=== CHALLENGE ===
Gather every line in the rows below that contains the string "maker", and copy each such line unchanged.

[Start INFORMATION PROVIDED]

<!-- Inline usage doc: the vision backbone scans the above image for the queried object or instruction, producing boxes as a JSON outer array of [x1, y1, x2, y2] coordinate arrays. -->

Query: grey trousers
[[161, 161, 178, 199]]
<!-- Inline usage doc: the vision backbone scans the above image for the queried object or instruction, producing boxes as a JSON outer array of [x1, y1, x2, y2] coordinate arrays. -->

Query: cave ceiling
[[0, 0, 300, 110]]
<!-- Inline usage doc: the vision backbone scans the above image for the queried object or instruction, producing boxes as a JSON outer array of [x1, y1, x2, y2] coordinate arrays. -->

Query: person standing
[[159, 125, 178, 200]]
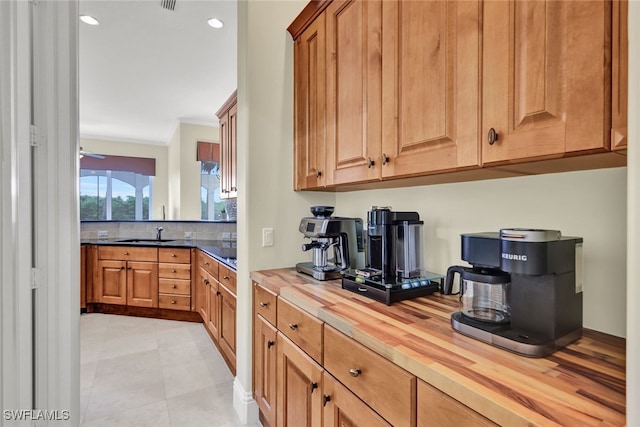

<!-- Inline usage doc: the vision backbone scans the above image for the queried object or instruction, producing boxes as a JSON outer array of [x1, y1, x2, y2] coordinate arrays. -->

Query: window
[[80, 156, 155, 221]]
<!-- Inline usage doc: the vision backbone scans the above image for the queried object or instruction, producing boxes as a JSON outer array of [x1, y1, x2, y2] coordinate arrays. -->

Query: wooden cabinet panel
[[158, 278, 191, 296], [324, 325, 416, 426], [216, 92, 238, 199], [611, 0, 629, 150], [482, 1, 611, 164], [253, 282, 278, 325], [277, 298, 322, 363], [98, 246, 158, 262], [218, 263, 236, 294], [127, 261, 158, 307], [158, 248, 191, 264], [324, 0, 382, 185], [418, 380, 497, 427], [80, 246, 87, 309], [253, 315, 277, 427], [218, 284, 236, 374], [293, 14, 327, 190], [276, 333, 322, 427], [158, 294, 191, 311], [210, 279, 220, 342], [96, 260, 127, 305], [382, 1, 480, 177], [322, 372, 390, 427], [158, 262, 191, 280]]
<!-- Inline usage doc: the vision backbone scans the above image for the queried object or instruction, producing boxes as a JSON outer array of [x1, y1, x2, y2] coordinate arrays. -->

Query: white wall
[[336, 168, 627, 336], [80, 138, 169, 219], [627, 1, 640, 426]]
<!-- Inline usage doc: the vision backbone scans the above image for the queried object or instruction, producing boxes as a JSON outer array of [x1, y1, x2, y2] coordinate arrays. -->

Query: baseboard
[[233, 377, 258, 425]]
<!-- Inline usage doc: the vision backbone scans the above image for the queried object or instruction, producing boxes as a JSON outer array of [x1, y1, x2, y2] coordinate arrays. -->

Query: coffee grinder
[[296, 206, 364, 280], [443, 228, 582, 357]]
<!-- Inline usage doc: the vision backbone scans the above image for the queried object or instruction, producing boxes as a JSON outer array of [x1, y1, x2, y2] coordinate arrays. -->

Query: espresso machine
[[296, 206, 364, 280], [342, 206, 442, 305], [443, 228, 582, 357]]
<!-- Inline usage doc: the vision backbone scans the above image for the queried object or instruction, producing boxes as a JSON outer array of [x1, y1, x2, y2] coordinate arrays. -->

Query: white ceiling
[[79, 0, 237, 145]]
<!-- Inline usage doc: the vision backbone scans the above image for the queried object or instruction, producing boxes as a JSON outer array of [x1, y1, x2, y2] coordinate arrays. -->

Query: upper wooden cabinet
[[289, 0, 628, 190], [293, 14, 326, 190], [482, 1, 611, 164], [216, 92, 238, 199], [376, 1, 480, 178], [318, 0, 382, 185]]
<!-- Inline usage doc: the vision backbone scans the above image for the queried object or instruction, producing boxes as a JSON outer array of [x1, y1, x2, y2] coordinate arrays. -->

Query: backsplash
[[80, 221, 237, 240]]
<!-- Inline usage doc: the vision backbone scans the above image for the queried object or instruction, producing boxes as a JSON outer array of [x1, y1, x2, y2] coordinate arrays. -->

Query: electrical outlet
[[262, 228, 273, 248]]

[End INFORMATION PROVIDED]
[Start INFORMATION PROVIDED]

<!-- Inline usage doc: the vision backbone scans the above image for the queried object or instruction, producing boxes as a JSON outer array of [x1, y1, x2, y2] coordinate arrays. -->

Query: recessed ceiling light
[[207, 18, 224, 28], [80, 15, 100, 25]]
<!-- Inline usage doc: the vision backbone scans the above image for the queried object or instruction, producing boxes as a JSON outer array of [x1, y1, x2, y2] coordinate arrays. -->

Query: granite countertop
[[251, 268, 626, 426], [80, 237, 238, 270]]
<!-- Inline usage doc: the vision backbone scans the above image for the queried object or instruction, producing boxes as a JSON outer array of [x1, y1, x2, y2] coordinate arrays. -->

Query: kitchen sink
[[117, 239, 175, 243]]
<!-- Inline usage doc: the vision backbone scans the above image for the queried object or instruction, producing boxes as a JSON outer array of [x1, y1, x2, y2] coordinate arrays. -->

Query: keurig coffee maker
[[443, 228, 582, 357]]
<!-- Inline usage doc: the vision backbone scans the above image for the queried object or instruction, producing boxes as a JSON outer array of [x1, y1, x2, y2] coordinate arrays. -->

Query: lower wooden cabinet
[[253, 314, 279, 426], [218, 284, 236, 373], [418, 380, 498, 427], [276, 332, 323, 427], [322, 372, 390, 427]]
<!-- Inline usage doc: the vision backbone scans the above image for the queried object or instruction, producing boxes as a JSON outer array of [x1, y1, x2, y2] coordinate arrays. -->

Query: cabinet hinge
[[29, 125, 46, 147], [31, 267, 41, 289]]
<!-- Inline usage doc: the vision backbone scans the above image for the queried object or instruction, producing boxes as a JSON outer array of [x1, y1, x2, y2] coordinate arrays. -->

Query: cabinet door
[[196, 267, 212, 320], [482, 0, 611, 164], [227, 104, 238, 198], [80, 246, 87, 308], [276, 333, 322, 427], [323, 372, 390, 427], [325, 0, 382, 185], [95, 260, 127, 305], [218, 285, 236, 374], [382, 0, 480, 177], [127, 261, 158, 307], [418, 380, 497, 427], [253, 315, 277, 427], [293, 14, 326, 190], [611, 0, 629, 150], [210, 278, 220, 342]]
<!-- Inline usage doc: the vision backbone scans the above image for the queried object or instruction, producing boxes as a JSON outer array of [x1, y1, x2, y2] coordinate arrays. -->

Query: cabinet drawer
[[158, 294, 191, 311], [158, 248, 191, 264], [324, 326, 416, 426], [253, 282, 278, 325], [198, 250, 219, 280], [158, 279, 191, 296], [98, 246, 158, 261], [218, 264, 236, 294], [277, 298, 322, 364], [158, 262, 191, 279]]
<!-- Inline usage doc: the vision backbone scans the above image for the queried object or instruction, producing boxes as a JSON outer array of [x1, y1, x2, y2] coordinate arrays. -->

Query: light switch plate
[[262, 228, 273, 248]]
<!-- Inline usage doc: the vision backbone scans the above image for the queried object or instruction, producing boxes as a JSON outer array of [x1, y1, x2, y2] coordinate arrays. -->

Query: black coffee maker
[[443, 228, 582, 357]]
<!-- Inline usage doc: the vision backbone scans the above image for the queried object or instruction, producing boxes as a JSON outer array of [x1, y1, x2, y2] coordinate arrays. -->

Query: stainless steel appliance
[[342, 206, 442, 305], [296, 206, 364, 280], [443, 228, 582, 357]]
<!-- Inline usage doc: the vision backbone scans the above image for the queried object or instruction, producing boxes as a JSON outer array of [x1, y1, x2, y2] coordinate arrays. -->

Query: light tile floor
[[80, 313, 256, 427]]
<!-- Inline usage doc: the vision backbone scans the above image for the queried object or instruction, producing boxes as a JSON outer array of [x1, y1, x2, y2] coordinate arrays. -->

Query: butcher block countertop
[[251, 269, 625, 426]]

[End INFORMATION PROVIDED]

=== SOLUTION TO THIS PROBLEM ===
Query: keurig coffee maker
Query: black coffee maker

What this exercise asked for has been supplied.